[Dataset entries]
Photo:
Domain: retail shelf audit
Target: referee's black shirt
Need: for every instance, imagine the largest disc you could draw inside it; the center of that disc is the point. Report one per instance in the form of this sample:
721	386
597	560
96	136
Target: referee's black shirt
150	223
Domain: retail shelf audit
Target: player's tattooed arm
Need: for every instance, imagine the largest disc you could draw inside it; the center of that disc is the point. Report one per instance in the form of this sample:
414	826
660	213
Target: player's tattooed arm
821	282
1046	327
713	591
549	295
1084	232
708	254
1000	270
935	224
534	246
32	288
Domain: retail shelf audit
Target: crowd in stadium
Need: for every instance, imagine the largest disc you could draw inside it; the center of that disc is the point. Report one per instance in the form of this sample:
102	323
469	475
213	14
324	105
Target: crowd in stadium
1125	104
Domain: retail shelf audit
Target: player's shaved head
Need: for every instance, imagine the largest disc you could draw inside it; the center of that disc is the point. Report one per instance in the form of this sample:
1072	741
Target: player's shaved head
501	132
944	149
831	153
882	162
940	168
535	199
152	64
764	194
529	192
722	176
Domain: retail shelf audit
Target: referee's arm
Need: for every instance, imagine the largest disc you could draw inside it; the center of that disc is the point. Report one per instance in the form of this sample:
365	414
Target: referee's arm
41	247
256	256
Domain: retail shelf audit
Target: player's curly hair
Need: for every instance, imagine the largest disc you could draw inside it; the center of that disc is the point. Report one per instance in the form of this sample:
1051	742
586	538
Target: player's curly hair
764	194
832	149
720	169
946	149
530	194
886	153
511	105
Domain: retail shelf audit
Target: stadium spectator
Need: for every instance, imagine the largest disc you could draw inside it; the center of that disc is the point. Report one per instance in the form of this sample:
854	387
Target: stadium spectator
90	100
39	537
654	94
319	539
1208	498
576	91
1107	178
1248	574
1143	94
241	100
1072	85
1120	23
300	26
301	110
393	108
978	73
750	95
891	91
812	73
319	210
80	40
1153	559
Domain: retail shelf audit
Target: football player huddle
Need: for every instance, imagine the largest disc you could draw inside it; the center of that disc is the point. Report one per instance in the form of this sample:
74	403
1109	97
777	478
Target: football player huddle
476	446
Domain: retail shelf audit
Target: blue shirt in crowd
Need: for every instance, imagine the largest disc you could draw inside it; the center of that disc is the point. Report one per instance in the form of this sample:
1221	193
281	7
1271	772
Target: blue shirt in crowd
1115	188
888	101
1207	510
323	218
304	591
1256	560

What you have to do: Write out all the data again, exactly as it appears.

Written reply:
Photo:
Domain: retail shelf audit
Target: referee's black shirt
Need: for every instance, imagine the largest disc you could draw inside it; the center of that disc is the point. Report one per instance in the form of this sample:
721	386
597	560
96	136
Target: referee's black shirt
150	223
Domain: retail shelf audit
Target: player's tattooed arm
Need: for every instance, imagine the largest disc you could draw inside it; the center of that disc is the point. Report one per instance in the form of this sample:
414	826
660	213
Target: player's tattooed arm
821	282
1046	327
713	591
549	295
1084	232
708	254
1000	270
935	224
534	246
32	288
Domain: retail shelf audit
Target: crowd in stadium
Need: for every instance, imagine the largest disc you could draw inside it; the center of that disc is the point. Report one per instance in the form of this sample:
102	323
469	475
213	14
324	105
Target: crowd in stadium
1125	104
Domain: retail shelf audit
Target: player's shaved head
Need: for every instance, imagine the largest disc you could draw inside it; the center of that disc is the point. Report one per instance in the form of this sample:
1072	741
Target: player's shaved head
501	132
944	149
831	153
882	162
940	168
535	199
152	64
764	194
529	192
722	176
Domain: retail shelf audit
Target: referee's arm
Need: for every instance, imagine the largest disc you could draw inside it; the center of that disc is the point. Report one per instance in the form of this sample:
365	414
Target: referee's arm
41	247
256	256
Domain: retail shelf audit
Target: player's curly hair
Need: for every instance, imagine the largest disc you could draw inside it; the center of that disc is the point. Report one per instance in the form of this sample:
1051	742
586	538
Target: player's curly hair
764	194
832	149
720	169
946	149
530	194
886	153
511	105
Domain: retail shelf audit
Target: stadium spectator
Need: for every instance, imagine the largest disc you could draw inside it; the center of that disc is the point. Report one per instance in the form of this sample:
854	387
Target: stadium spectator
90	100
39	537
654	94
319	539
1208	498
576	91
1107	178
1248	574
1143	94
241	100
1072	85
1120	23
300	26
301	110
393	108
978	73
750	95
891	91
812	73
319	210
80	40
1153	559
Domain: retail shelf audit
Target: football player huddle
Need: for every instance, imagine the largest disc you could draw inside it; the center of that disc is the point. Report one per instance in the form of this sample:
74	403
1109	97
777	478
Target: football player huddle
476	446
Domain: retail shelf audit
Target: blue shirt in crowd
Need: for every instance, imagine the largest disc you could draw inside it; the center of that disc is the point. Report one per instance in the form of this sample:
1221	193
281	7
1271	772
Target: blue shirt in crowd
1115	188
888	101
1207	510
323	218
304	591
1256	560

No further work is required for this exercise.